*** Opening of EXCERPT TO READ ***

Sunday, March 3, 2013

Joshua Abelow

The genius at work!!!
Joshua came into my life when I was still a fledgling student at Cranbrook! He quickly became an important mentor figure for me. Joshua taught me how to fly, and then immediately after, he stole all of my ideas!! When I confronted him about it in his studio, all he could say is, "Good Artists Borrow, Great Artists Steal!" What can I say? He stole those words, too. 
Although Joshua's paintings are great in and of themselves, his highly methodical and intriguing process does add yet another dimension to the work.  There is something in the intricate systems he employs and the emphasis that he places on the importance of the idea of the painting before it is made that is redolent of Sol LeWitt.  Only, unlike Lewitt, Abelow is a one-man operation and he has no qualms about reintroducing the artist's hand once he's achieved his initial plan, allowing subtle drips to rupture the seamlessness of the hard-edged abstraction.
Joshua told me that when he was a student at Cranbrook he was very frustrated with his work and wanted to start over from scratch.  He said the best way to get started was simply to squeeze out different colors, mix them together, apply them to the canvas, and record the results.  He made many paintings by layering paint this way and filled up a number of little black notebooks with the results.  “It was very trial and error. “  After graduating in 2008, Joshua moved to Berlin and began using these notes on color to make small abstract paintings.The Berlin work culminated in a series of “gold paintings” which he told me he made because “gold is a good investment in difficult economic times.“
 RenĂ© Magritte
The Subjugated Reader, 1928

Joshua bought this postcard while he was visiting the Magritte Museum in Belgium. He enjoys having it up because of the connection between Magritte's painting and the relationship to language in his own work.
These paintings are going to be part of a new installation of cell-phone number paintings titled, “Call Me Abstract.”
Mr. Smiley Face!!! Doesn't he look dashing in his top hat? How can he be so hateful lookin so stylish, especially with all them endorphins coursing through him?! I love how it looks like Josh, painted Mr. Smiley Face using ketchup and mustard! The smiley face is a lot like God, in that if the smiley face did not exist, it would be necessary to invent him. Harvey Ball invented the smiley face in 1963, and he was paid $45 for it. This is yet another example of an artist’s ideas being shamelessly stolen by a certain SCHMABELOW!
Life is Art and Art is Life. Do the paintings inform the Cheerios or do the Cheerios inform the paintings? The way in which the separation between Joshua's art and his own life often seems indistinguishable reminds me a lot of John Dewey's Art As Experience. Dewey believed that experience is our most important way of engaging with the world and he was against any attempts at elevating art above every day reality. If John Dewey were alive today I imagine that he would be a huge fan of Joshua's paintings, and that the two would become best buds!
Joshua also runs Art Blog Art Blog, which he updates daily. Thanks to his fresh perspective as well as his encyclopedic breadth of knowledge about art, his blog regularly draws a huge and growing following. BLOG HIM HERE
  No, really.

*** Close of EXCERPT TO READ ***
*** Opening of SOURCE INFORMATION ***

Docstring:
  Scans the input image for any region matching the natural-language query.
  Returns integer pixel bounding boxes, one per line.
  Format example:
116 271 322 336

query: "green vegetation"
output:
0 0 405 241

*** Close of SOURCE INFORMATION ***

- ACTION ITEM -
Besides Joshua Abelow himself, which people does the post about Joshua Abelow mention by name?

- ANSWER TO THIS TASK -
Sol LeWitt, René Magritte, Harvey Ball, John Dewey